| GOAL |
Exact repetition of every entry is required.

[Pointing dataset records]
______________________________
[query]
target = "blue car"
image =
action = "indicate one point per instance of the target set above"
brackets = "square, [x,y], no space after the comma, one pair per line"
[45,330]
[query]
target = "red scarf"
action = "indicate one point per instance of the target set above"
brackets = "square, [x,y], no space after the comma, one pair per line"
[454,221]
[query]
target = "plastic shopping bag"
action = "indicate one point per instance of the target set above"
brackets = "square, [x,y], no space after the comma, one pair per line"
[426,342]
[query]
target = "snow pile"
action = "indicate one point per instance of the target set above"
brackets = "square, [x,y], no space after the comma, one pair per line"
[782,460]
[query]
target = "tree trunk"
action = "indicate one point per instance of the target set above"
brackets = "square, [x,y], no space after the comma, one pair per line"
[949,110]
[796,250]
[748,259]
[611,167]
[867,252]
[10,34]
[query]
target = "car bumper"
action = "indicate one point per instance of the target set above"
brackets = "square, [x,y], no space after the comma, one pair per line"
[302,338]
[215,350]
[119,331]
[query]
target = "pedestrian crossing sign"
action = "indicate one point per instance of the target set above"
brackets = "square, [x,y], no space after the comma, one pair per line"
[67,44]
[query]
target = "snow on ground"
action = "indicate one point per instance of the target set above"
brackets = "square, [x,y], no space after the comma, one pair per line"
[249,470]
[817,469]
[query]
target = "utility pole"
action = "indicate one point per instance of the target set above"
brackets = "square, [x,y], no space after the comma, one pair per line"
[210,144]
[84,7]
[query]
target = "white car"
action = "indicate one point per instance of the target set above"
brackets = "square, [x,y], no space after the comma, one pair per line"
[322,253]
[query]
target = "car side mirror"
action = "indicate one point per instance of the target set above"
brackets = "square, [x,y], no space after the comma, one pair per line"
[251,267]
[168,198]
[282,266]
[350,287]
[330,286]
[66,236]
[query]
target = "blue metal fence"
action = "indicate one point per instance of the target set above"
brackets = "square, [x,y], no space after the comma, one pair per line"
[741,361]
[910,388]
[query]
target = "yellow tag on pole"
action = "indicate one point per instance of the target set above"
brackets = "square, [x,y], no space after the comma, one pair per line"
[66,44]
______________________________
| SOLUTION |
[query]
target = "blue car"
image =
action = "indicate one point per instance of the target set above"
brackets = "square, [x,y], no space after the comma, one pair per line"
[45,330]
[query]
target = "red scarf"
action = "indicate one point per instance of the target set above"
brackets = "square, [x,y], no space after the comma, one pair per line"
[454,221]
[query]
target = "plastic shopping bag"
action = "indicate one point per instance of the target set above"
brackets = "square, [x,y], no space after the comma, one pair per line"
[426,342]
[query]
target = "snow pile"
action = "indicate one point per instance of the target set above"
brackets = "square, [x,y], no space after the comma, one pair per line"
[782,460]
[query]
target = "tree trunk"
action = "indicate one point per instance of the target set above"
brackets = "square, [x,y], no space after the comma, one pair per line"
[949,110]
[796,250]
[748,259]
[611,167]
[867,252]
[10,34]
[query]
target = "car bumper"
action = "indicate one point per instance of the target set above"
brackets = "square, [x,y], no space after the comma, one pair per line"
[302,338]
[215,350]
[119,331]
[query]
target = "pedestrian crossing sign"
action = "indicate one point per instance of the target set above"
brackets = "square, [x,y], no space after the comma, one pair per line"
[67,44]
[query]
target = "snow on ground"
action = "indicate one point per instance of the target set above"
brackets = "square, [x,y], no space after the comma, one pair per line"
[249,470]
[817,469]
[query]
target = "utility pole"
action = "indicate one point per instance of the target set above"
brackets = "square, [x,y], no space after the comma, one pair per line"
[210,144]
[84,7]
[query]
target = "white car"
action = "indicate one point per instance of the target set above"
brackets = "square, [x,y], no space after the comma, one pair per line"
[322,253]
[query]
target = "car side mirror"
action = "indicate one point per instance of the target set above"
brackets = "square, [x,y], no space after the comma, one pair per line"
[251,267]
[168,198]
[282,266]
[350,287]
[330,286]
[66,236]
[query]
target = "blue metal fence"
action = "indicate one point per instance of the target set above"
brackets = "square, [x,y], no space after the comma, one pair per line"
[741,361]
[910,388]
[query]
target = "yellow tag on pole"
action = "indicate one point per instance of the target set above"
brackets = "square, [x,y], no space after the comma, one pair per line"
[66,44]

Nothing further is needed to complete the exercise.